*About this task*:
Your reply should reproduce each entry exactly and contain no pictures.

*Available records*:
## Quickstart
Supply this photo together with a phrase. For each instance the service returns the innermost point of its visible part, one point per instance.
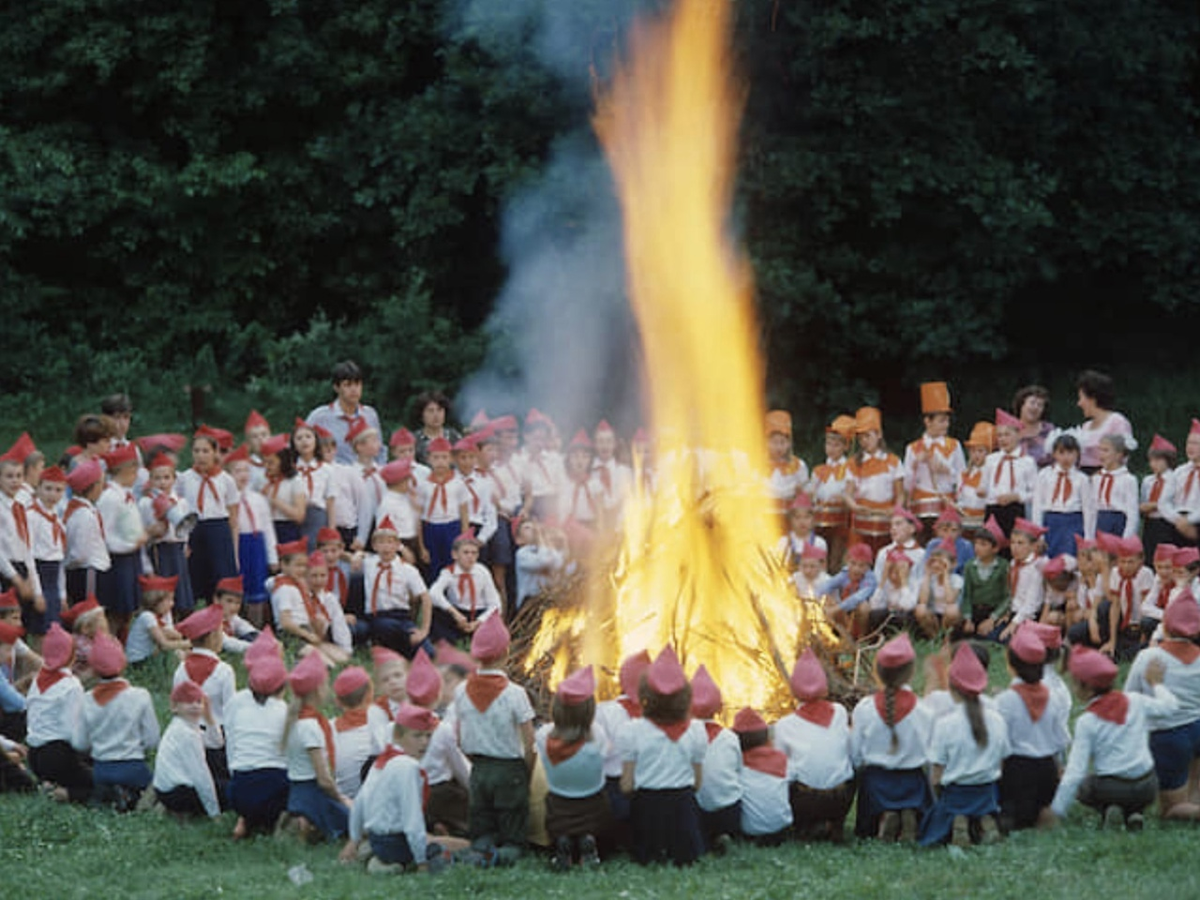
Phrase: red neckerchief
(48, 677)
(106, 691)
(1035, 696)
(467, 586)
(673, 730)
(766, 760)
(819, 712)
(250, 515)
(199, 666)
(1110, 707)
(205, 481)
(390, 753)
(905, 702)
(1156, 492)
(351, 719)
(559, 751)
(375, 588)
(1182, 649)
(484, 689)
(59, 533)
(631, 707)
(474, 495)
(439, 491)
(327, 730)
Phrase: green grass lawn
(58, 851)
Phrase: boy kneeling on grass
(389, 810)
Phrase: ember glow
(696, 565)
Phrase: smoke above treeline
(562, 336)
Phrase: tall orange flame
(696, 568)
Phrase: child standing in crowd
(971, 493)
(888, 748)
(1114, 491)
(316, 481)
(443, 501)
(1008, 475)
(167, 520)
(87, 555)
(799, 532)
(787, 472)
(876, 481)
(829, 486)
(934, 463)
(48, 543)
(1062, 502)
(213, 493)
(1156, 491)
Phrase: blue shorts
(1174, 749)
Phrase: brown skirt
(576, 816)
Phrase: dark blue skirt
(211, 558)
(1110, 522)
(169, 561)
(882, 790)
(126, 773)
(258, 796)
(327, 815)
(49, 574)
(971, 801)
(1061, 531)
(252, 562)
(438, 541)
(118, 589)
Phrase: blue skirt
(49, 573)
(971, 801)
(126, 773)
(169, 561)
(315, 519)
(211, 557)
(258, 796)
(882, 790)
(118, 589)
(252, 561)
(1061, 531)
(438, 541)
(327, 815)
(1110, 522)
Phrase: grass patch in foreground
(58, 851)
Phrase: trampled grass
(57, 851)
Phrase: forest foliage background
(235, 193)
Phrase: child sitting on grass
(183, 781)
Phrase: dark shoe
(589, 855)
(562, 859)
(889, 826)
(989, 832)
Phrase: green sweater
(990, 593)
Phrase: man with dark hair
(339, 418)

*Output of the exercise*:
## Quickstart
Supply this photo together with a phrase. For each instance the service returns the innermost point of its visible part, one point per instance.
Phrase: red neckerchief
(48, 677)
(106, 691)
(1035, 696)
(467, 586)
(673, 730)
(766, 760)
(819, 712)
(250, 515)
(199, 666)
(1110, 707)
(205, 481)
(390, 753)
(905, 702)
(1156, 492)
(351, 719)
(559, 751)
(375, 588)
(1182, 649)
(484, 689)
(59, 533)
(631, 707)
(474, 495)
(439, 491)
(327, 730)
Phrase: green grass lawn
(58, 851)
Phrase: boy kneeling on grass
(389, 810)
Phrase: ember glow
(696, 565)
Phrase: smoke above treeline
(562, 336)
Phrase: tall orange flame
(696, 568)
Phrase: child standing in crowd
(971, 493)
(888, 748)
(1114, 491)
(316, 481)
(443, 501)
(1008, 475)
(167, 520)
(87, 555)
(799, 532)
(787, 472)
(876, 481)
(829, 486)
(934, 463)
(48, 543)
(1062, 502)
(213, 493)
(1156, 491)
Phrase: blue shorts
(1174, 749)
Phrase: brown skirt
(576, 816)
Phrase: dark blue skirt
(211, 558)
(1110, 522)
(169, 561)
(882, 790)
(126, 773)
(258, 796)
(327, 815)
(49, 574)
(971, 801)
(1061, 531)
(252, 562)
(438, 541)
(118, 589)
Phrase: blue skirt
(49, 573)
(971, 801)
(126, 773)
(169, 561)
(315, 519)
(211, 557)
(258, 796)
(882, 790)
(118, 589)
(252, 561)
(1061, 531)
(438, 541)
(327, 815)
(1110, 522)
Phrase: grass patch in foreground
(58, 851)
Phrase: trampled grass
(57, 851)
Phrase: forest foliage background
(235, 193)
Phrase: child sitting on grass
(183, 781)
Phrase: dark shoe
(589, 855)
(562, 859)
(889, 826)
(989, 832)
Phrase: green sweater
(990, 593)
Phrase: man with dark hair
(339, 418)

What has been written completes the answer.